---------- EXCERPTED PASSAGE

This section fits the facts determined by the district court. Gall was the "actor who ma[de] a misrepresentation." The parents were the "third person[s]." Their child was the "other." Thus, Gall is subject to liability to the parents' child which resulted from the act done by the parents (taking K.D.M. into their home) in reliance upon the truth of the representation, because Gall intended to induce the parents, or should have realized that her misrepresentation was likely to induce action by the parents, which involved an unreasonable risk of physical harm to the parents' child, and Gall knew that the statement was false. This section is found in a division of the Restatement on negligence, so it is no surprise a comment stated that the liability in § 310"is negligence liability and is enforced in an ordinary negligence action." What is important is that § 310 is located in a section of the Restatement that is not limited to commercial or business transactions and expressly extends to liability for physical harm.

Restatement, supra note 77, § 557A, comment a. at 149.

We agree with those courts finding that the misrepresentation exception can apply to claims for personal injuries as well as economic injuries and to claims not involving business transactions. We are persuaded by the reasoning of Najbar v. U.S. As that court observed, while the U.S. Supreme Court has explicitly recognized that the misrepresentation exception would arise most often in the course of business transactions, the Court has not declared that the exception is applicable only in the commercial context. And § 310 of the Restatement provides persuasive authority that conscious misrepresentation can be the basis for liability for physical harm.

Najbar v. U.S. , supra note 94.

See United States v. Neustadt , supra note 65.

The doctrine of strict construction supports our conclusion that the misrepresentation exception applies in a case such as this one. As we explained earlier, statutes purporting to waive the protection of sovereign immunity of the State or its subdivisions are strictly construed in favor of the sovereign and against the waiver, and a waiver of sovereign immunity is found only where stated by the most express language of a statute or by such overwhelming implication from the text as will allow no other reasonable construction. Thus, the misrepresentation exception must be strictly construed in favor of the government. In doing so, we cannot eliminate its application to a claim—the "essence" of which "is the communication of misinformation on which the recipient relies" —merely because the claim does not involve pecuniary loss or a financial transaction. If the Legislature wishes to expand the scope of the State's liability by limiting application of the misrepresentation exception to claims arising from commercial transactions or which involve only pecuniary losses, it has the power to amend the statute accordingly.

--------------------
---------- EXERCISE DATA

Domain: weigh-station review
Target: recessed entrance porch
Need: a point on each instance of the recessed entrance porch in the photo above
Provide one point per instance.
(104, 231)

--------------------

DESCRIPTION OF THE TASK:
Please reproduce the passage on the misrepresentation exception word for word, beginning at the words "Restatement, supra note" and stopping after "supra note 94.".

PROBLEM SOLUTION:
Restatement, supra note 77, § 557A, comment a. at 149.

We agree with those courts finding that the misrepresentation exception can apply to claims for personal injuries as well as economic injuries and to claims not involving business transactions. We are persuaded by the reasoning of Najbar v. U.S. As that court observed, while the U.S. Supreme Court has explicitly recognized that the misrepresentation exception would arise most often in the course of business transactions, the Court has not declared that the exception is applicable only in the commercial context. And § 310 of the Restatement provides persuasive authority that conscious misrepresentation can be the basis for liability for physical harm.

Najbar v. U.S. , supra note 94.